I'd be interested in what it might take to swap out the redis code for disque in Sidekiq.

Not fun. Sidekiq is pretty closely married to Redis datastructures unfortunately.

However there are clones like Shoryuken [1] that would be easier to port.

[1] https://github.com/phstc/shoryuken

For giggles I spent an hour this evening and added support for Disque to the pluggable system I help maintain [0].

Things I can say: the ruby disque library isn't really fleshed out yet. It's alpha, so that's fine, but it's got a ways to go. For example, it doesn't directly expose ACKJOB as a command. The server is equally alpha, things like HELP don't do anything yet, and some options on some commands appear broken. But hey, it was a fun way to spend an hour.


Okay, looking at this I can see it as a decent replacement for Beanstalk, which has been my go-to simple queue server for years now, but has been on inactive development for some time.

I built a failover system for it involving NFS mounts and heartbeat, but having it all be automatic would be quite nice. Looking forward to a prod-ready version.

While this looks promising, why not make Disque part of Redis by introducing the "message queue" data structure? This would allow to build more powerful, application-specific messaging abstractions, for instance a compare-and-swap-key-with-reliable-broadcast (CASKWREB in Redis terminology).

Material provided |
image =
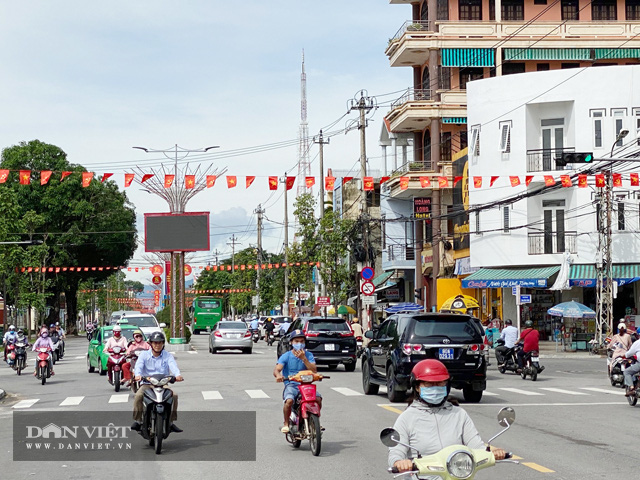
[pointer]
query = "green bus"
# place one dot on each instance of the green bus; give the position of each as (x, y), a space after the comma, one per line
(206, 312)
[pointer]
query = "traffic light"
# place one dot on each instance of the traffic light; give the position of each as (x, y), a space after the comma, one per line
(574, 157)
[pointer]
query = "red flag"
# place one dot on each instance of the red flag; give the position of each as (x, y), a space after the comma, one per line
(45, 175)
(582, 181)
(617, 179)
(86, 179)
(25, 177)
(189, 181)
(368, 184)
(329, 183)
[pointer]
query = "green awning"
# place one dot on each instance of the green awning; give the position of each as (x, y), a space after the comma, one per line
(468, 57)
(535, 277)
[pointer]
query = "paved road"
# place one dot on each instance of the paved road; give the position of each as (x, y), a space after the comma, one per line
(562, 429)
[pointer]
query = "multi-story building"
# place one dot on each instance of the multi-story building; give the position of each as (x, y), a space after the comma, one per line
(521, 235)
(448, 43)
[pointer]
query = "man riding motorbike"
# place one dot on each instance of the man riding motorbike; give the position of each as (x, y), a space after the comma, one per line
(118, 340)
(431, 423)
(156, 361)
(288, 364)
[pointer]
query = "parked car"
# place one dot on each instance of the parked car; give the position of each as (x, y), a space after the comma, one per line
(405, 339)
(95, 357)
(233, 335)
(330, 340)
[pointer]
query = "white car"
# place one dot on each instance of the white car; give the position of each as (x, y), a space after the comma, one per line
(146, 322)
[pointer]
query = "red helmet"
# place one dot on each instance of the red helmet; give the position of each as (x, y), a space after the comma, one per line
(429, 371)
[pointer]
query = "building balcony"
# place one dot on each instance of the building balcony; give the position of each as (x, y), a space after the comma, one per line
(411, 44)
(542, 243)
(415, 109)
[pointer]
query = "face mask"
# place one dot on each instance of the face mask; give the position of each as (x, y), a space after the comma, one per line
(433, 395)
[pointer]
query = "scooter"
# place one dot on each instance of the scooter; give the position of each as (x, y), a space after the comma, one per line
(456, 461)
(43, 371)
(156, 417)
(304, 422)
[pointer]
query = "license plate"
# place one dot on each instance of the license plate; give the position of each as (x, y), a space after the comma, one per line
(446, 354)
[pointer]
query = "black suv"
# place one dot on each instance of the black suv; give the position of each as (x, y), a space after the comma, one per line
(405, 339)
(330, 340)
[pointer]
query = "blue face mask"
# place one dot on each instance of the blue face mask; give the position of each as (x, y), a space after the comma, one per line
(433, 395)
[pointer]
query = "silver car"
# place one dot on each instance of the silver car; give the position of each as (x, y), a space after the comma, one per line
(230, 336)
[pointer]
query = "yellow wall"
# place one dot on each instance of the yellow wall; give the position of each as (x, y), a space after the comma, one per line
(450, 287)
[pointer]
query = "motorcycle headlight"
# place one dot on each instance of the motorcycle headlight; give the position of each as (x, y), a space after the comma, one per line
(460, 465)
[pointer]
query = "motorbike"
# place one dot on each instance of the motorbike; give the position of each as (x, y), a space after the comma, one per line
(456, 461)
(304, 422)
(156, 417)
(43, 370)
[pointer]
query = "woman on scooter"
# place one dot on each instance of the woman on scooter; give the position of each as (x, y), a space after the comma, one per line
(431, 423)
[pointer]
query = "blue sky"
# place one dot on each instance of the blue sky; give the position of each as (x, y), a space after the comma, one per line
(97, 78)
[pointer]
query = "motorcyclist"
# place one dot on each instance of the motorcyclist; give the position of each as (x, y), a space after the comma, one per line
(156, 361)
(431, 423)
(288, 364)
(510, 335)
(44, 342)
(118, 340)
(138, 343)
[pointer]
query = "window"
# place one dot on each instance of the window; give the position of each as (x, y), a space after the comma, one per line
(505, 137)
(470, 10)
(570, 10)
(603, 10)
(597, 127)
(475, 140)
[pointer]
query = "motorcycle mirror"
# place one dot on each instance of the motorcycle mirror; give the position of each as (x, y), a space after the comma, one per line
(389, 437)
(506, 416)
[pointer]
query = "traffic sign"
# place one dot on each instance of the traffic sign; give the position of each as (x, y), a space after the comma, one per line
(368, 288)
(367, 273)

What to produce | In the Disque discussion thread above, which command does the Ruby disque library not directly expose?

Result of the exercise | ACKJOB.